### Selected passage
>>>

# Assignment #1
## Topic: Political Reviews - Generate Lexicon Sentiment

Name: **Hoo Yee Torng** </br>
Matrix: **P101447**

## 1.0 IMPORT LIBRARY
Import all the library needed and download the database for Spacy, NLTK Lemmatizer, Stopwords etc

In [1]:
import pandas as pd
import nltk
from nltk.stem import WordNetLemmatizer
from nltk.stem import PorterStemmer
from nltk.stem import LancasterStemmer
from nltk.corpus import stopwords
import re
import spacy

nltk.download('stopwords')
nltk.download('punkt')
nltk.download('wordnet')
nlp = spacy.load('en_core_web_sm')
nltk.download('averaged_perceptron_tagger')
stop_words = set(stopwords.words('english'))

lemmatizer = WordNetLemmatizer()

[nltk_data] Downloading package stopwords to /root/nltk_data...

<<<

### Supplied information

>>>

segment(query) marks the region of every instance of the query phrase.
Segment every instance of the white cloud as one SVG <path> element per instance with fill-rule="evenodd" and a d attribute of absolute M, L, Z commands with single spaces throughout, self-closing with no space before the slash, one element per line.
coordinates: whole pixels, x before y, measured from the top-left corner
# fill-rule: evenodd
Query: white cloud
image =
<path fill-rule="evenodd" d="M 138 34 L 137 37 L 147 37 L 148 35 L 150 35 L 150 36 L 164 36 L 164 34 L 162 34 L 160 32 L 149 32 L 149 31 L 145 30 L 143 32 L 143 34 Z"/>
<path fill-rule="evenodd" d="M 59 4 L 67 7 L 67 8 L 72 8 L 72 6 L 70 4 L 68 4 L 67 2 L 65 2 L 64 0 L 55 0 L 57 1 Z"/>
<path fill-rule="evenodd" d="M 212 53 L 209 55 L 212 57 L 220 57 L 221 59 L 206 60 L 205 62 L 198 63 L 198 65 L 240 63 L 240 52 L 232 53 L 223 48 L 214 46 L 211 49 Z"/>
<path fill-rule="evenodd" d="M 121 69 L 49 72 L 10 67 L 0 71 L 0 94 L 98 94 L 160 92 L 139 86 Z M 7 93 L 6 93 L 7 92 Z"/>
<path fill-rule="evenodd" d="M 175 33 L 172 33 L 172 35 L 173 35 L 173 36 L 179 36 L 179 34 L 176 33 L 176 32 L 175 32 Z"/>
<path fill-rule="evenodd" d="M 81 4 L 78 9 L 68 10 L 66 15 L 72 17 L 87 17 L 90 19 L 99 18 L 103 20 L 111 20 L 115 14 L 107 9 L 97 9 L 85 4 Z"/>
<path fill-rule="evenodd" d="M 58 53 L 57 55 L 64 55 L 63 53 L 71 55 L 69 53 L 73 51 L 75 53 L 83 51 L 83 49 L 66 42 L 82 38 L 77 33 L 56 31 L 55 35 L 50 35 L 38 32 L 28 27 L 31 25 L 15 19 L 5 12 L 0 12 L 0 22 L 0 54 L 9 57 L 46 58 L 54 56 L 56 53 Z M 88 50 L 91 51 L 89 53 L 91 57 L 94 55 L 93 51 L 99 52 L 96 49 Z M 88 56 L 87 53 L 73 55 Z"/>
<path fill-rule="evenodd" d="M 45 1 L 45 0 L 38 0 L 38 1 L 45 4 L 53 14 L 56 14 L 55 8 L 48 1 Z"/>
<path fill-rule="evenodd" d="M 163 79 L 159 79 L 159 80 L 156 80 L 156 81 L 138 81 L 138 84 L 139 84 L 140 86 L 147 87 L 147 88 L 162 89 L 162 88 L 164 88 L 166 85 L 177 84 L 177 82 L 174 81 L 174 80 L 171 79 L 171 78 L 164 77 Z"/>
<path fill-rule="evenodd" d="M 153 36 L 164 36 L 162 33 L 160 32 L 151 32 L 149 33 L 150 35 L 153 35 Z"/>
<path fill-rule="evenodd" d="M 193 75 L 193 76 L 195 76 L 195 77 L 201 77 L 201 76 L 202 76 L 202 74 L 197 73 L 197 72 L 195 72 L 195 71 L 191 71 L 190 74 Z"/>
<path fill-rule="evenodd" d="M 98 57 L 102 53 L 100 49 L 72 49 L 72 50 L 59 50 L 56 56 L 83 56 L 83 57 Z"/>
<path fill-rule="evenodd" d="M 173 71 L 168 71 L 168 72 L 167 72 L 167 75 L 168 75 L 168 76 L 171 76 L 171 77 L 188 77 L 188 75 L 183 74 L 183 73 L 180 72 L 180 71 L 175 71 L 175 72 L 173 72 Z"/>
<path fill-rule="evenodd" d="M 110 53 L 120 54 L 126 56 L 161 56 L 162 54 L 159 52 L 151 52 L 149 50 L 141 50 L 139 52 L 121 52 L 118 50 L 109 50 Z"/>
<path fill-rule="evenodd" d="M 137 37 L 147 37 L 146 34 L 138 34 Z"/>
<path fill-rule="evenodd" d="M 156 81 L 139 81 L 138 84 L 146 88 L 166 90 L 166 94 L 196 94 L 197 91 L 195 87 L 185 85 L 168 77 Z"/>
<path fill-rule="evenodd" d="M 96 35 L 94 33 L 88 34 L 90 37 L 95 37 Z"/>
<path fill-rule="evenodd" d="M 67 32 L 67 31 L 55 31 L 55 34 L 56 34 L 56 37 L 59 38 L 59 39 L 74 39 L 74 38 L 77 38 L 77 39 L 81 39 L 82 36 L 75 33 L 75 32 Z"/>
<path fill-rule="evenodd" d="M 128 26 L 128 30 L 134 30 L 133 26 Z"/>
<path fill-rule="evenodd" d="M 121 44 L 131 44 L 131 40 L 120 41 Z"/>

<<<

### Objective
Edit the assignment notebook, starting with "nltk.download('punkt')" and going on through "stopwords to /root/nltk_data...", so that "stop_words" reads "english_stopwords". The lines above come from a different source than the assignment notebook.

### Exercise result
nltk.download('punkt')
nltk.download('wordnet')
nlp = spacy.load('en_core_web_sm')
nltk.download('averaged_perceptron_tagger')
english_stopwords = set(stopwords.words('english'))

lemmatizer = WordNetLemmatizer()

[nltk_data] Downloading package stopwords to /root/nltk_data...